What you have to do:
Only the lines from the one with "Return one point per instance of the truffle cross-section" onward are wanted, through the last line of the entries, set down exactly.

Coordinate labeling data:
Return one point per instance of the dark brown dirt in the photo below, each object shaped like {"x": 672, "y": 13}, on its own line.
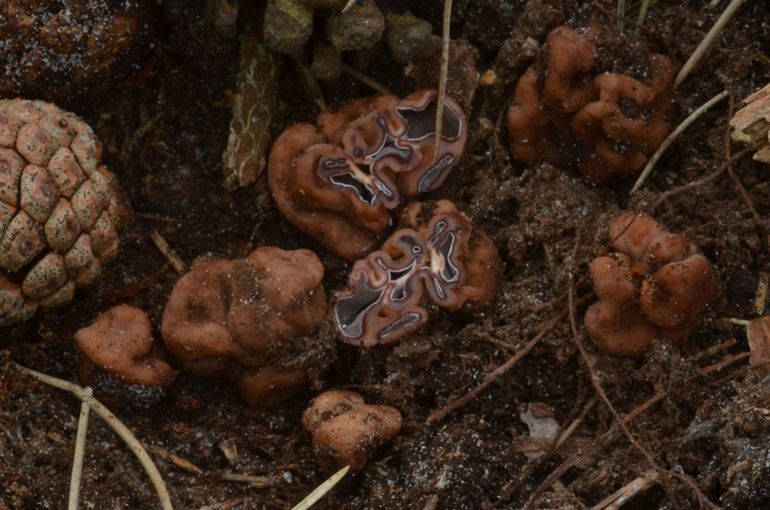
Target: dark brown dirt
{"x": 710, "y": 432}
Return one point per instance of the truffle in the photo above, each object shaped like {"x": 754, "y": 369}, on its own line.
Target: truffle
{"x": 338, "y": 181}
{"x": 67, "y": 49}
{"x": 119, "y": 344}
{"x": 566, "y": 111}
{"x": 346, "y": 431}
{"x": 657, "y": 285}
{"x": 59, "y": 209}
{"x": 438, "y": 255}
{"x": 234, "y": 317}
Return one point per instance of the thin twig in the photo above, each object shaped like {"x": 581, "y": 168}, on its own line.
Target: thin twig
{"x": 704, "y": 180}
{"x": 736, "y": 181}
{"x": 714, "y": 349}
{"x": 253, "y": 480}
{"x": 567, "y": 432}
{"x": 320, "y": 491}
{"x": 447, "y": 21}
{"x": 730, "y": 360}
{"x": 175, "y": 459}
{"x": 115, "y": 424}
{"x": 620, "y": 497}
{"x": 595, "y": 377}
{"x": 80, "y": 450}
{"x": 177, "y": 263}
{"x": 642, "y": 15}
{"x": 707, "y": 41}
{"x": 583, "y": 455}
{"x": 366, "y": 80}
{"x": 494, "y": 375}
{"x": 348, "y": 5}
{"x": 760, "y": 299}
{"x": 673, "y": 136}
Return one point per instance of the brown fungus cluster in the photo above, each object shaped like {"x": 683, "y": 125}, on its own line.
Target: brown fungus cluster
{"x": 339, "y": 180}
{"x": 656, "y": 285}
{"x": 346, "y": 431}
{"x": 438, "y": 255}
{"x": 119, "y": 344}
{"x": 234, "y": 317}
{"x": 565, "y": 110}
{"x": 59, "y": 208}
{"x": 63, "y": 49}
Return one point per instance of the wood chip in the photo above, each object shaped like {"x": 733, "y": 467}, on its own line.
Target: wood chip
{"x": 752, "y": 123}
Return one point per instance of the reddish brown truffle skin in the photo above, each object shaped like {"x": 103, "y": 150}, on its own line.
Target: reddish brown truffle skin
{"x": 564, "y": 111}
{"x": 346, "y": 431}
{"x": 224, "y": 317}
{"x": 120, "y": 342}
{"x": 60, "y": 210}
{"x": 337, "y": 181}
{"x": 657, "y": 285}
{"x": 437, "y": 256}
{"x": 68, "y": 49}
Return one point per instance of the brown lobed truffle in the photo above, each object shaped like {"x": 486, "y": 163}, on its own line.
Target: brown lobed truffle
{"x": 338, "y": 181}
{"x": 59, "y": 209}
{"x": 657, "y": 285}
{"x": 120, "y": 343}
{"x": 229, "y": 317}
{"x": 66, "y": 49}
{"x": 564, "y": 111}
{"x": 346, "y": 431}
{"x": 438, "y": 253}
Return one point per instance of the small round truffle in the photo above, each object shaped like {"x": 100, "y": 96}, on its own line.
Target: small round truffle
{"x": 438, "y": 255}
{"x": 339, "y": 181}
{"x": 68, "y": 49}
{"x": 566, "y": 110}
{"x": 346, "y": 431}
{"x": 59, "y": 210}
{"x": 120, "y": 343}
{"x": 655, "y": 286}
{"x": 233, "y": 318}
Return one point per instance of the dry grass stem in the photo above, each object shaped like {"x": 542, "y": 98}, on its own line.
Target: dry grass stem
{"x": 494, "y": 375}
{"x": 620, "y": 497}
{"x": 177, "y": 263}
{"x": 116, "y": 425}
{"x": 259, "y": 482}
{"x": 707, "y": 41}
{"x": 80, "y": 450}
{"x": 320, "y": 491}
{"x": 175, "y": 459}
{"x": 567, "y": 432}
{"x": 703, "y": 181}
{"x": 366, "y": 80}
{"x": 760, "y": 300}
{"x": 642, "y": 15}
{"x": 446, "y": 22}
{"x": 674, "y": 135}
{"x": 348, "y": 5}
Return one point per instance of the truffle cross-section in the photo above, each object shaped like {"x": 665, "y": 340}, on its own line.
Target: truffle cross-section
{"x": 339, "y": 180}
{"x": 443, "y": 257}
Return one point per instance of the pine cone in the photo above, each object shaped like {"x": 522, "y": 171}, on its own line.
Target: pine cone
{"x": 59, "y": 209}
{"x": 62, "y": 49}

Reply:
Return one point per instance of the truffle cross-section in the photo above, each object shaped like {"x": 665, "y": 340}, on its own line.
Target: truffle cross-section
{"x": 339, "y": 180}
{"x": 443, "y": 257}
Return one point per instance of the pine cone in the photo above, each object shaped like {"x": 522, "y": 171}, on its own line.
Target: pine cone
{"x": 59, "y": 209}
{"x": 62, "y": 49}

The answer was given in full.